Complete the following:
1) In the article on problem mares, about how many hours after mating does the uterine inflammatory response peak?
2) Using the article on problem mares, explain why mares with a history of PMIE often develop the condition again at later breedings.

Text under study:
When owners have specific goals for their mares and scheduling is tight due to the limited breeding season, being faced with a “problem” mare can be frustrating. Patrick McCue, DVM, PhD, DACT, from Colorado State University, has extensive experience helping owners overcome the obstacles associated with getting these mares in foal.
McCue was able to share his experience and expertise during the first Pro-ISER (International Symposium on Equine Reproduction) Lecture Series in Equine Reproduction held October 23 and 24, 2020. He began his discussion by defining “problem” mares as:
- those not pregnant after being bred to a fertile stallion over three estrous cycles;
- can’t carry a foal to term successfully;
- have known reproductive pathology; or
- behavior issues related to reproduction.
McCue addressed several of the more common reproductive issues that contribute to a mare being deemed problematic, including the following.
Persistent Mating-Inducted Endometritis (PMIE)
“All mares develop a transient inflammatory response to the presence of the spermatozoa in the uterus. The inflammation peaks about 8-12 hours after mating and should resolve within 24 hours,” McCue said.
Persistent mating-induced endometritis (PMIE), recognized by echogenic fluid in the lumen of the uterus 48 hours after breeding, is one of the most common reproduction issues that McCue sees in clinical practice. PMIE is associated with reduced fertility and tends to be recurrent in affected mares.
“PMIE appears to ‘sensitize’ the uterus, which means that mares with a history of PMIE will often develop the condition at subsequent breedings,” McCue warned.

[Saved data entries]
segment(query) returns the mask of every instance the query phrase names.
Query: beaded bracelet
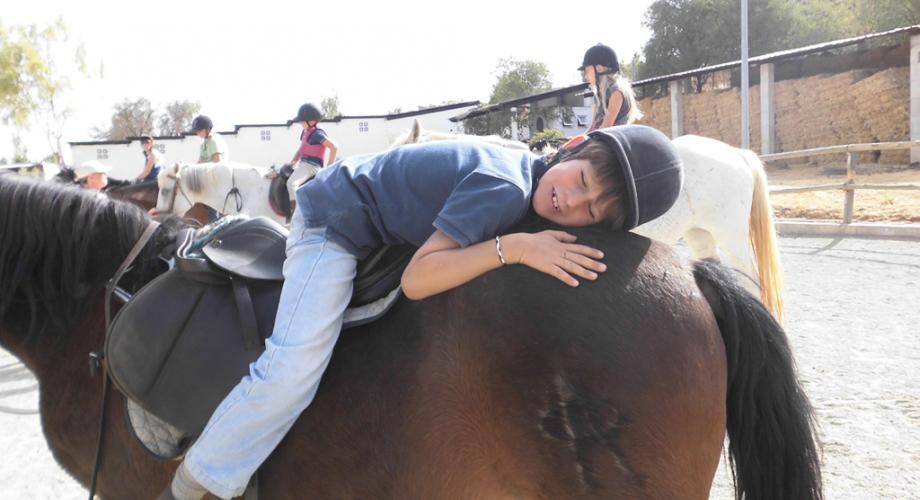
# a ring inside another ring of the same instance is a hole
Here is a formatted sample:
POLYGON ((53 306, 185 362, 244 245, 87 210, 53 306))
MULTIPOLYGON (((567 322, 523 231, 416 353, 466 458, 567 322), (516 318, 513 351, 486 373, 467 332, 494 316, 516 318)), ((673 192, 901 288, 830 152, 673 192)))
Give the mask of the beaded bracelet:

---

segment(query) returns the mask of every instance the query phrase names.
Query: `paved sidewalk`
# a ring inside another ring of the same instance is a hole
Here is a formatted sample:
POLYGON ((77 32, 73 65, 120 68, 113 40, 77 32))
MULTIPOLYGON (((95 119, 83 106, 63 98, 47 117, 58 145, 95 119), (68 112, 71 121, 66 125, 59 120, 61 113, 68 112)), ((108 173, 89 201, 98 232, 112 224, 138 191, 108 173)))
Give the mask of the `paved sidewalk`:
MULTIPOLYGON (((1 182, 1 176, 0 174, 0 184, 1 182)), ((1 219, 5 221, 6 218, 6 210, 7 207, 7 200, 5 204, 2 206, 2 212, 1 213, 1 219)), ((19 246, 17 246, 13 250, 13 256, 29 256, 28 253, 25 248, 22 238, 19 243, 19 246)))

Responses by item number:
1) About 8-12 hours after mating.

2) According to McCue, PMIE appears to "sensitize" the uterus. Because of this, mares that have had PMIE will often develop it at subsequent breedings, so the condition tends to be recurrent.